====== Data for the task
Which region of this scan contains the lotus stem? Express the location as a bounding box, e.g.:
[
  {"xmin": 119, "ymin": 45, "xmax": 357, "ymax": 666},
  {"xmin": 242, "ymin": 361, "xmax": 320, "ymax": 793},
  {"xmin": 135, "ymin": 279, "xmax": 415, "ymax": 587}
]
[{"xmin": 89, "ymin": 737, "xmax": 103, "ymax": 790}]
============
▶ _Given exercise_: Write out the entries above again, switching "lotus stem" to "lotus flower" and leaving everything else unchanged.

▶ _Solution to the exercise_:
Which region of this scan contains the lotus flower? Express the location as a bounding box, e.g.:
[
  {"xmin": 119, "ymin": 45, "xmax": 357, "ymax": 666},
  {"xmin": 242, "ymin": 361, "xmax": 320, "ymax": 793},
  {"xmin": 135, "ymin": 279, "xmax": 415, "ymax": 587}
]
[{"xmin": 89, "ymin": 737, "xmax": 103, "ymax": 790}]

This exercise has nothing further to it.